Activity: Check every line of the records below for the string "lanyard", then report only how many lines have it.

Saved entries:
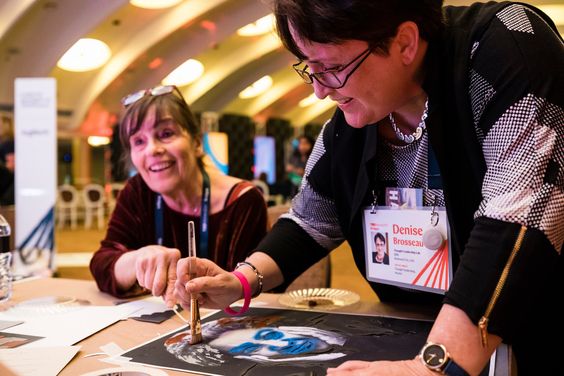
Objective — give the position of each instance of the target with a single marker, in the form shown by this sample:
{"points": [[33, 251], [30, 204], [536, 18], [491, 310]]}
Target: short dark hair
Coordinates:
{"points": [[171, 104], [335, 21]]}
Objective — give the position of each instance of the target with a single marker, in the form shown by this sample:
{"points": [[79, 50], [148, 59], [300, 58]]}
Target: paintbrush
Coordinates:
{"points": [[195, 322]]}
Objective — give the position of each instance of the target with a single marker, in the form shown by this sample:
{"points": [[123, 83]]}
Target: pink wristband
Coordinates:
{"points": [[246, 295]]}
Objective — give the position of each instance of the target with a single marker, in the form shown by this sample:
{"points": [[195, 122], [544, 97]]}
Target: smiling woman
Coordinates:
{"points": [[147, 233]]}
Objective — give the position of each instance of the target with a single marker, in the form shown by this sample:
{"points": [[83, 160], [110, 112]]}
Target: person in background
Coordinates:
{"points": [[296, 165], [483, 85], [7, 171], [147, 232]]}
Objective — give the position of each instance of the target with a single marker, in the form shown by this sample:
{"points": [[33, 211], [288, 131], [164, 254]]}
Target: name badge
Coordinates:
{"points": [[408, 247]]}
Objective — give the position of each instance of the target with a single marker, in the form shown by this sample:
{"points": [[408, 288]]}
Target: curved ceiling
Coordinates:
{"points": [[147, 45]]}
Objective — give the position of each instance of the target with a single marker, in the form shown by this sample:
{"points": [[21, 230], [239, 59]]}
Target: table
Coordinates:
{"points": [[130, 333]]}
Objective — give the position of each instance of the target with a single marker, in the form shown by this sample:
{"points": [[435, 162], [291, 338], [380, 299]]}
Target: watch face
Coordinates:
{"points": [[434, 356]]}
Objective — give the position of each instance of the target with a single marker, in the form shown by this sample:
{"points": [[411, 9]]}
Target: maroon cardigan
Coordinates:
{"points": [[234, 232]]}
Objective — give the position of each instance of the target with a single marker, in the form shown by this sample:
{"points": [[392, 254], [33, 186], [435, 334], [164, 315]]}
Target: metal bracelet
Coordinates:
{"points": [[258, 274]]}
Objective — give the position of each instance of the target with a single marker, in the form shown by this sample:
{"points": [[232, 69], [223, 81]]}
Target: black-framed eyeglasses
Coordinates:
{"points": [[155, 91], [330, 77]]}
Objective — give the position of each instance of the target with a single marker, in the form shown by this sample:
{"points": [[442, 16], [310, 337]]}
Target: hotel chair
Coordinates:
{"points": [[94, 199], [263, 187], [67, 205], [113, 192]]}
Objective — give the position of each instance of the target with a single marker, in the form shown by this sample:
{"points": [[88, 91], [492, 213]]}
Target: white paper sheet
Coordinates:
{"points": [[147, 306], [44, 361], [68, 328]]}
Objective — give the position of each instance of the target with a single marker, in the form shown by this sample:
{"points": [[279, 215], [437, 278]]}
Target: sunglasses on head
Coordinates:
{"points": [[156, 91]]}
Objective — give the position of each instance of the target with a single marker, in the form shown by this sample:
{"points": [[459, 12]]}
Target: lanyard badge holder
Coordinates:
{"points": [[432, 237]]}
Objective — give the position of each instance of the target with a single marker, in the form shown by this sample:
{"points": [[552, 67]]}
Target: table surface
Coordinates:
{"points": [[130, 333]]}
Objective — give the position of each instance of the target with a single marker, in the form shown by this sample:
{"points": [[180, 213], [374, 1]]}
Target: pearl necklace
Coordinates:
{"points": [[409, 138]]}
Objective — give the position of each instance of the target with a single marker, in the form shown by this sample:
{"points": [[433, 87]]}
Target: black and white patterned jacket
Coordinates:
{"points": [[496, 122]]}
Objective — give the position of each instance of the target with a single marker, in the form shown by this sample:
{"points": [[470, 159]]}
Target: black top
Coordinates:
{"points": [[496, 123]]}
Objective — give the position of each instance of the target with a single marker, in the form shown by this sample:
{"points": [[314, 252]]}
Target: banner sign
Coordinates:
{"points": [[35, 113]]}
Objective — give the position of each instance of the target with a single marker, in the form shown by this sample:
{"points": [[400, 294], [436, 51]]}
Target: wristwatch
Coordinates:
{"points": [[435, 357]]}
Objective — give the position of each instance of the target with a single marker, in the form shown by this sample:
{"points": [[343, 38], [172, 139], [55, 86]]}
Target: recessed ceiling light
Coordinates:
{"points": [[554, 11], [308, 101], [98, 140], [154, 4], [257, 88], [261, 26], [85, 55], [185, 74]]}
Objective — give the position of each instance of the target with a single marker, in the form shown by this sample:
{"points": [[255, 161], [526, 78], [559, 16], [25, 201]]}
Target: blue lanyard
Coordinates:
{"points": [[204, 217]]}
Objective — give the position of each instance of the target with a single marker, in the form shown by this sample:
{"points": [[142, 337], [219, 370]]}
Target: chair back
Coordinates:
{"points": [[263, 187], [67, 196], [93, 195], [113, 192]]}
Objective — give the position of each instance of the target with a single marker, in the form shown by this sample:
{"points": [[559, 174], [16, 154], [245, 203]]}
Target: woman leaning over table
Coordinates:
{"points": [[147, 232], [484, 85]]}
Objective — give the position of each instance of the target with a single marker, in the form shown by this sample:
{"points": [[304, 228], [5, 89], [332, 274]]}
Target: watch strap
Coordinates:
{"points": [[453, 369]]}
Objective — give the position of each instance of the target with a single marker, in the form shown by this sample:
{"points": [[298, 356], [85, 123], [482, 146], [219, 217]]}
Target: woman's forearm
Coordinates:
{"points": [[461, 337]]}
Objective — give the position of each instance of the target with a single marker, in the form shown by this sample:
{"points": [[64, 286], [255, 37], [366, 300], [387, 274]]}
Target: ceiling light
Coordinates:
{"points": [[261, 26], [308, 101], [86, 54], [154, 4], [257, 88], [98, 140], [185, 74], [554, 11]]}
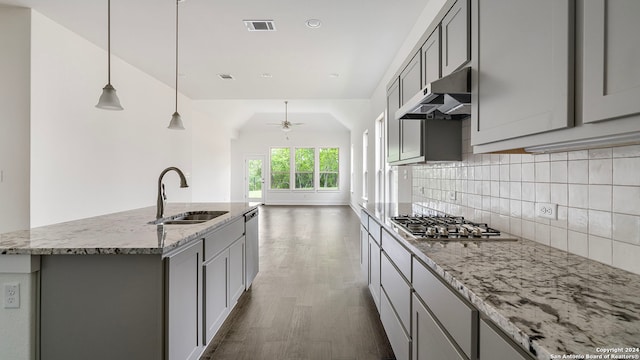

Answer box: 2